▸ **Passage for review**:
============

MURRELLS INLET, SC (WBTW) – 89-year-old Doris Glass graduated from Coastal Carolina University this month with her degree in interdisciplinary studies.

“I wanted liberal arts, so I could, you know, have a variety of things,” she said.

When 89-year-old Doris Glass signed up for a few classes for fun, she had no idea it’d turn into a degree, but when a Coastal Carolina University staff member said she’d been taking enough classes to get a degree, she thought, why not?

She told the staff at CCU she’d go for the degree under one condition.

“I’m going to do what I want to do, because I would be very upset if I died without taking the classes I wanted,” Glass said.

Art and writing were just some of the classes glass took while at CCU, and she even learned to play the flute.

This is one of the paintings Glass created during her time at Coastal Carolina University.

“Writing is hard work, and I’m lazy, so it took awhile before I, I think I was in my 50s before I really started writing,” she said.

Growing up near a blimp base during World War II, she remembers when she first found a love for writing.

“The blimp would go over so low, that they could lean out the window and wave and yell at us, and I thought, gee, it’d be a cute story if I wrote about our cat getting lost in the woods and ending up in a blimp, hanging out the window, waving at me,” she laughed.

Glass was born during the Great Depression, had family members fight in World War II, the Korean War, and the Vietnam War and fought and won against uterine cancer.

What’s next? Glass says although she was turned down for a masters degree program because the class she wanted was overflowing with applicants, she says plans to be a published writer in the near future.

“I was turned down, and yes, I was disappointed, but then this feeling of relief came, because I thought, I don’t have to take all those courses,” she smiled. “I don’t have to do all that homework!”

Doris Glass is a woman who’s beat cancer, been through the Great Depression, and many wars, and on the topic of age?

She says, it’s just a number.

“My mother always said, you’re 50. You could be a young 50, or an old 50. It’s up to you,” said Glass.

============

▸ **Records shown**:
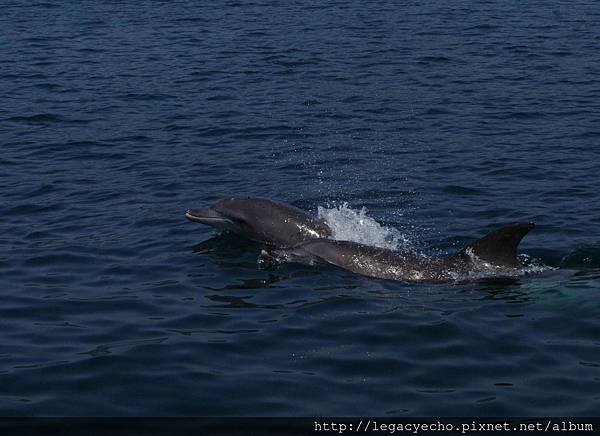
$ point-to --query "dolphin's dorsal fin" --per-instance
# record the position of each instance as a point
(500, 247)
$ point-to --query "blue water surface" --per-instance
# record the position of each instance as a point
(444, 120)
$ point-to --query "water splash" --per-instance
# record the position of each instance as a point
(348, 224)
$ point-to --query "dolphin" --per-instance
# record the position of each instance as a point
(496, 252)
(262, 220)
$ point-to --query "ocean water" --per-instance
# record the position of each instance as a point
(419, 124)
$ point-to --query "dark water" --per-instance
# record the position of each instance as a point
(444, 121)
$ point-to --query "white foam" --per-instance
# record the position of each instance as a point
(348, 224)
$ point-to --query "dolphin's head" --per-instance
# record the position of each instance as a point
(261, 220)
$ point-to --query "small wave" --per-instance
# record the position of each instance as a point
(351, 225)
(484, 270)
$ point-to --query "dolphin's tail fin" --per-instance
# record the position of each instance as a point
(500, 247)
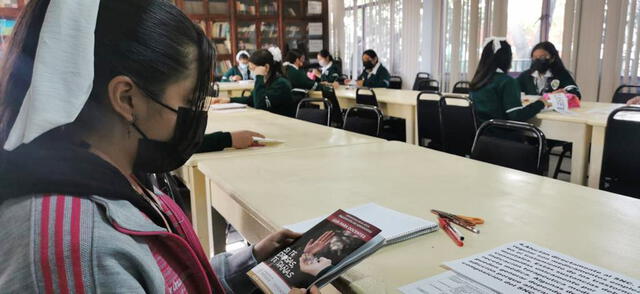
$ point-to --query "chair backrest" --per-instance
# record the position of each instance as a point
(428, 85)
(457, 124)
(511, 144)
(461, 87)
(363, 119)
(320, 116)
(624, 93)
(419, 78)
(366, 96)
(429, 120)
(336, 112)
(395, 82)
(620, 163)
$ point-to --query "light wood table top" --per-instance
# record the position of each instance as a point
(595, 226)
(297, 134)
(235, 86)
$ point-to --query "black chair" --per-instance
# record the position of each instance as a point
(461, 87)
(395, 82)
(511, 144)
(308, 111)
(624, 93)
(620, 163)
(429, 133)
(419, 78)
(366, 96)
(458, 125)
(363, 119)
(337, 118)
(429, 85)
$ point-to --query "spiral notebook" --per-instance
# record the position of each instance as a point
(395, 226)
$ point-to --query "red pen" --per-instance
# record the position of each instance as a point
(445, 226)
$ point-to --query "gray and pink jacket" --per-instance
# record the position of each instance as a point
(73, 241)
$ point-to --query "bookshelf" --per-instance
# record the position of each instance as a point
(234, 25)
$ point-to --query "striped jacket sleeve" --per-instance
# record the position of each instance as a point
(60, 244)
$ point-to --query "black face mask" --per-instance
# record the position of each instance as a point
(157, 156)
(368, 64)
(541, 65)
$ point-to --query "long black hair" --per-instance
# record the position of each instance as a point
(490, 62)
(555, 63)
(263, 57)
(150, 41)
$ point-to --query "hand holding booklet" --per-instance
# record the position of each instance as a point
(323, 253)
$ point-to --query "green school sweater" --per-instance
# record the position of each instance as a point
(299, 79)
(215, 142)
(528, 85)
(378, 80)
(274, 98)
(331, 75)
(234, 71)
(500, 99)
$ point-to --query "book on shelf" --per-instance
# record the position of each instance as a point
(243, 8)
(219, 29)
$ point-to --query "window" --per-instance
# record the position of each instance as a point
(372, 24)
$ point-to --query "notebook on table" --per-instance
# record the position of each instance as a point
(395, 226)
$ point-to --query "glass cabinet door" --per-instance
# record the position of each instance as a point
(246, 36)
(268, 34)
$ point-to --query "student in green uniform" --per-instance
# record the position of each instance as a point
(293, 61)
(271, 91)
(374, 75)
(239, 72)
(547, 73)
(495, 94)
(329, 72)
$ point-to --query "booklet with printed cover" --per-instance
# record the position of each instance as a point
(318, 257)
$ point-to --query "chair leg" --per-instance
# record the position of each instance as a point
(559, 163)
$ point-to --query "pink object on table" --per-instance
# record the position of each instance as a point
(311, 75)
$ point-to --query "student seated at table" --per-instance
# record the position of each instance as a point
(129, 99)
(271, 91)
(547, 73)
(329, 72)
(374, 75)
(495, 94)
(291, 68)
(239, 72)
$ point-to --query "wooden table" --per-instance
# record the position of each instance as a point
(297, 135)
(260, 194)
(578, 127)
(597, 119)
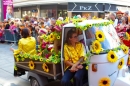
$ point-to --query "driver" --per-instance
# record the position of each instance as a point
(74, 57)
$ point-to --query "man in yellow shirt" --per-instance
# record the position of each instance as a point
(74, 57)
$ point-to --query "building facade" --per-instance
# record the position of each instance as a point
(56, 8)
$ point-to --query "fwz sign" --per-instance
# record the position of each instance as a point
(85, 7)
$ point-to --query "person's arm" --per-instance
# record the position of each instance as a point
(17, 51)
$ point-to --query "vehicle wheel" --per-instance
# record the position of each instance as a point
(34, 82)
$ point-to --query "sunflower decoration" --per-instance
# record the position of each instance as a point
(41, 59)
(45, 67)
(127, 36)
(112, 57)
(121, 63)
(31, 65)
(15, 67)
(125, 49)
(86, 67)
(96, 47)
(51, 37)
(100, 36)
(58, 37)
(17, 59)
(104, 81)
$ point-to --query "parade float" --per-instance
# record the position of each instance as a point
(106, 57)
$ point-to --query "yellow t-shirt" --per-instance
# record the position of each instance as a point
(26, 45)
(73, 54)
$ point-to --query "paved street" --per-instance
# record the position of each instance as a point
(6, 68)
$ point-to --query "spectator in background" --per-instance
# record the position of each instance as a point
(1, 34)
(113, 18)
(26, 44)
(119, 16)
(12, 27)
(7, 26)
(47, 22)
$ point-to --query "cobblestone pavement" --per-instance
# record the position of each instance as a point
(6, 68)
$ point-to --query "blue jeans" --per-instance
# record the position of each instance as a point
(77, 76)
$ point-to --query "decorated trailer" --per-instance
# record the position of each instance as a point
(106, 57)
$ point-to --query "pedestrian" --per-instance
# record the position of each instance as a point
(26, 44)
(73, 61)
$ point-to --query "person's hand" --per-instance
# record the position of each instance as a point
(74, 68)
(80, 66)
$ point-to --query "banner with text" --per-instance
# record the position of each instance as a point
(7, 9)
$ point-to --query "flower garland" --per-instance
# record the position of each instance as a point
(104, 81)
(31, 65)
(112, 57)
(121, 63)
(127, 36)
(59, 23)
(15, 67)
(96, 47)
(125, 49)
(45, 67)
(100, 36)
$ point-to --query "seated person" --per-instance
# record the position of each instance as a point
(125, 41)
(74, 57)
(26, 44)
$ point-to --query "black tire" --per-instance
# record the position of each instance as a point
(34, 82)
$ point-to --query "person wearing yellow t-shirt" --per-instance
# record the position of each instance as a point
(74, 55)
(26, 44)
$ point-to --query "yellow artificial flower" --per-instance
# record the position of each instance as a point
(58, 37)
(127, 36)
(96, 47)
(17, 59)
(48, 60)
(52, 50)
(121, 63)
(23, 59)
(104, 81)
(15, 68)
(112, 57)
(31, 65)
(41, 59)
(100, 36)
(125, 49)
(45, 67)
(51, 37)
(86, 67)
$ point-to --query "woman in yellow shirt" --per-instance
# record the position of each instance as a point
(74, 55)
(26, 44)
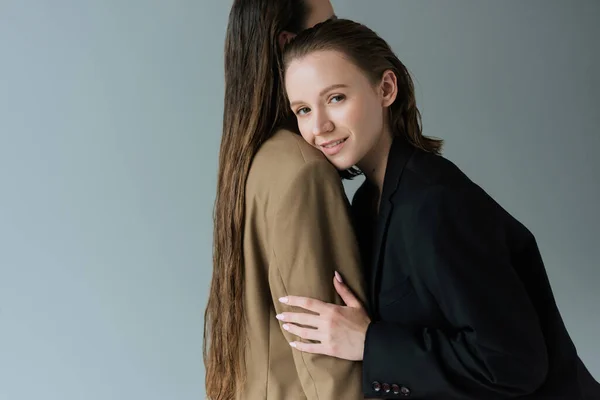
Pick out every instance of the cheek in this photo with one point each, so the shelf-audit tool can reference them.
(305, 132)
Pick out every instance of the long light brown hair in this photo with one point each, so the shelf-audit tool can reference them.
(369, 52)
(254, 109)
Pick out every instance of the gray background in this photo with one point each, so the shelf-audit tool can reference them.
(110, 117)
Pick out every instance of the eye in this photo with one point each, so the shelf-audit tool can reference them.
(337, 98)
(302, 111)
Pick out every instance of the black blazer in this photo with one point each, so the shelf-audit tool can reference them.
(461, 304)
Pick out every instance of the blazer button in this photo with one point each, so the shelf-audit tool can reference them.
(376, 386)
(404, 391)
(386, 387)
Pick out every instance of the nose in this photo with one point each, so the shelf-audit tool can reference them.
(322, 124)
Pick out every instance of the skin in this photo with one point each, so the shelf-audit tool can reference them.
(334, 100)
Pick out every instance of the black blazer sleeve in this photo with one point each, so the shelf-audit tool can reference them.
(492, 346)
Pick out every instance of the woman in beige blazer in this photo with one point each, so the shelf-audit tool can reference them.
(281, 223)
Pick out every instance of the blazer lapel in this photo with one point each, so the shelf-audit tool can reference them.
(400, 153)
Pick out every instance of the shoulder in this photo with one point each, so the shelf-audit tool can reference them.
(286, 161)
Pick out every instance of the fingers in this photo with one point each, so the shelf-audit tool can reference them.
(304, 333)
(299, 318)
(346, 294)
(305, 302)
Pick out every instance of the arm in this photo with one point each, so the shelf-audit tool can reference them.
(312, 236)
(493, 346)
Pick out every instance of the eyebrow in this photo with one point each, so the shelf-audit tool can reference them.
(322, 93)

============

▸ **Work order**: In the news story about Doris Glass, in what field did she earn her degree from Coastal Carolina University? The items above are not needed.

▸ **Response for this exercise**: Interdisciplinary studies.